Requests:
(1) In the guide to resetting NVRAM or PRAM on a Mac, what does PRAM stand for?
(2) From the guide to resetting NVRAM or PRAM on a Mac, extract the part that opens with the words containing "The settings that" and closes with "turning off slowly.".
(3) Continue the guide to resetting NVRAM or PRAM on a Mac from the point where it stops.

How to reset NVRAM or PRAM on Mac

Is your beloved Apple device, Mac acting… weird? If you are facing trouble booting it or its volume, mouse scroll, or display settings are all messed up, you may need to do more than restarting it. You may need to reset NVRAM or PRAM on Mac to fix the issue!

NVRAM (non-volatile random-access memory) on Intel-based Macs and PRAM (Parameter RAM) on old PowerPC are responsible for storing your Mac’s settings. Chances are they may have gone haywire.

Let me tell you more about each and show you how to reset NVRAM or PRAM to fix specific Mac problems.

Note: If you own a Mac with Apple Silicon, the following guide does not apply to you.

What is NVRAM or PRAM?

NVRAM stands for Non-Volatile Random Access Memory. It is a newer version of PRAM used on Apple Silicon or Intel-based Macs. NVRAM is non-volatile, which means that the settings stored in it are not lost when your Mac is turned off or loses power.

PRAM stands for Parameter Random Access Memory. It is the older version of NVRAM that is used on PowerPC-based Macs. PRAM is also non-volatile but can be corrupted more easily than NVRAM.

There is a small battery in Mac desktops to prevent the loss of these essential pieces of information. This ensures that even if you switch off or remove the main power cord on your iMac, things work correctly. On Mac notebooks (MacBook Air and MacBook Pro), there is already a battery inside.

The settings that are typically stored in NVRAM or PRAM include:

  • Startup disk selection
  • Speaker volume
  • Screen resolution
  • Time zone
  • Recent kernel panic information

Why & when should you reset Mac PRAM or NVRAM?

When you face software issues, it is critical to reset your NVRAM or PRAM since the default memory on your Mac might result in lost settings or connectivity issues. The following are signs that it may be time to execute an NVRAM or PRAM reset.

  • Mac is turning off slowly.
  • Strange keyboard responses.
  • Display resolution changes aren’t working.
  • Mouse scrolling is not normal.
  • Unusual audio volume responses.
  • The boot volume is not configured (a question mark will appear before your machine turns on).
  • The time zone or clock is not functioning properly.

Extracted records:

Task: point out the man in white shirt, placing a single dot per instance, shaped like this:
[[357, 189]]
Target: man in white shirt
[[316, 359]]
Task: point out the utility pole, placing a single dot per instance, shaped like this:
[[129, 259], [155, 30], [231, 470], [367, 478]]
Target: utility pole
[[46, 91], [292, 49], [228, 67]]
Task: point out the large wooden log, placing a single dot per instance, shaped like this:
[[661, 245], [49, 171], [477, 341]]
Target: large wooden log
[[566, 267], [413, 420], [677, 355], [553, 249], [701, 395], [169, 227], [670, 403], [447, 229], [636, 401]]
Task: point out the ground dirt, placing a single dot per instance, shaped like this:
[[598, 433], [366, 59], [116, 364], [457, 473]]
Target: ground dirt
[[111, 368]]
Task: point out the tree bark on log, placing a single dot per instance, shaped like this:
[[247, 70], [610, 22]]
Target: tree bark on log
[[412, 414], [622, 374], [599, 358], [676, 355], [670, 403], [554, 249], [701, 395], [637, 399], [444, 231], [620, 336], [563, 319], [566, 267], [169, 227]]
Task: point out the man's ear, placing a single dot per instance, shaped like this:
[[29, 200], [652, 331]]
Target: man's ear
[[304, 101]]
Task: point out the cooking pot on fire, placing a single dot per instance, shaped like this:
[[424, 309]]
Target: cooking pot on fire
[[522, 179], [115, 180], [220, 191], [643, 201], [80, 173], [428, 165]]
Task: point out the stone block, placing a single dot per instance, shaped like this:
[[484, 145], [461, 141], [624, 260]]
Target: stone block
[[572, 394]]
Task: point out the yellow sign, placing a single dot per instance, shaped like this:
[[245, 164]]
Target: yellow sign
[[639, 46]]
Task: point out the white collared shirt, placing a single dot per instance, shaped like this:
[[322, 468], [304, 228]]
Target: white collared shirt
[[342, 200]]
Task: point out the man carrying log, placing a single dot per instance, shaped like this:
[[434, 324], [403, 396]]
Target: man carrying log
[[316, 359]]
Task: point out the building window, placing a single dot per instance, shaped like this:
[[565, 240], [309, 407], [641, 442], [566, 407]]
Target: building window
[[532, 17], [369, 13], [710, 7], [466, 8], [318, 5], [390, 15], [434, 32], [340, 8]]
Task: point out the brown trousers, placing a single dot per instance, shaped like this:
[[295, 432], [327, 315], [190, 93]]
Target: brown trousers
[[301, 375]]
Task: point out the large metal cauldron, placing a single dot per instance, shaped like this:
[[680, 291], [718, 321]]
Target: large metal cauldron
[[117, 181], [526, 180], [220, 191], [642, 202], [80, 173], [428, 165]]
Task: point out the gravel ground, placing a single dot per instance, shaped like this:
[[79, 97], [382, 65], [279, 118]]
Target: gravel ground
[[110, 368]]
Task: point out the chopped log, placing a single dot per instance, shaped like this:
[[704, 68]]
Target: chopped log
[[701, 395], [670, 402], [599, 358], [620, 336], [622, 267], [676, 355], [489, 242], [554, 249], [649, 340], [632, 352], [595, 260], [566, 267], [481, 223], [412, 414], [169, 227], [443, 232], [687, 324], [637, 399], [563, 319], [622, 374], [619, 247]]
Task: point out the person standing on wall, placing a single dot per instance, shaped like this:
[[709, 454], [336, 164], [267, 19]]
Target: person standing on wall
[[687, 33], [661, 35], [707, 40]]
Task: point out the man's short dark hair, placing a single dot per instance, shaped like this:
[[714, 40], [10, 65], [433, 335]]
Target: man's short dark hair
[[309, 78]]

Responses to the exercise:
(1) Parameter Random Access Memory

(2)
The settings that are typically stored in NVRAM or PRAM include:

  • Startup disk selection
  • Speaker volume
  • Screen resolution
  • Time zone
  • Recent kernel panic information

Why & when should you reset Mac PRAM or NVRAM?

When you face software issues, it is critical to reset your NVRAM or PRAM since the default memory on your Mac might result in lost settings or connectivity issues. The following are signs that it may be time to execute an NVRAM or PRAM reset.

  • Mac is turning off slowly.

(3)
  • Facing issues with USB ports.

The new M1 or M2 chip-based systems do the process of resetting NVRAM or PRAM automatically. If you are facing any of the issues mentioned above, you can restart them or contact Apple Support.

As for the rest of the devices, you can follow the steps mentioned below:

How to reset NVRAM or PRAM on a Mac

  1. Power off your Mac.
  2. Press the power button and hold the Command + Option + P + R keys before the grey screen displays.
  3. Hold the keys till the Apple logo appears and disappears twice.
  4. Release the keys.

Now, all your settings should be restored to default. You can adjust the settings again depending on your needs.

How long does it take to reset NVRAM or PRAM on a Mac?

Resetting NVRAM or PRAM on a Mac is typically a quick process that takes only a few minutes.

Will resetting NVRAM or PRAM affect my Mac’s firmware or operating system?

Resetting NVRAM or PRAM does not affect the firmware or operating system of your Mac. It only resets certain settings stored in the memory.

Do I need to be logged in to my Mac to reset NVRAM or PRAM?

No, you do not need to be logged in to your Mac to reset NVRAM or PRAM.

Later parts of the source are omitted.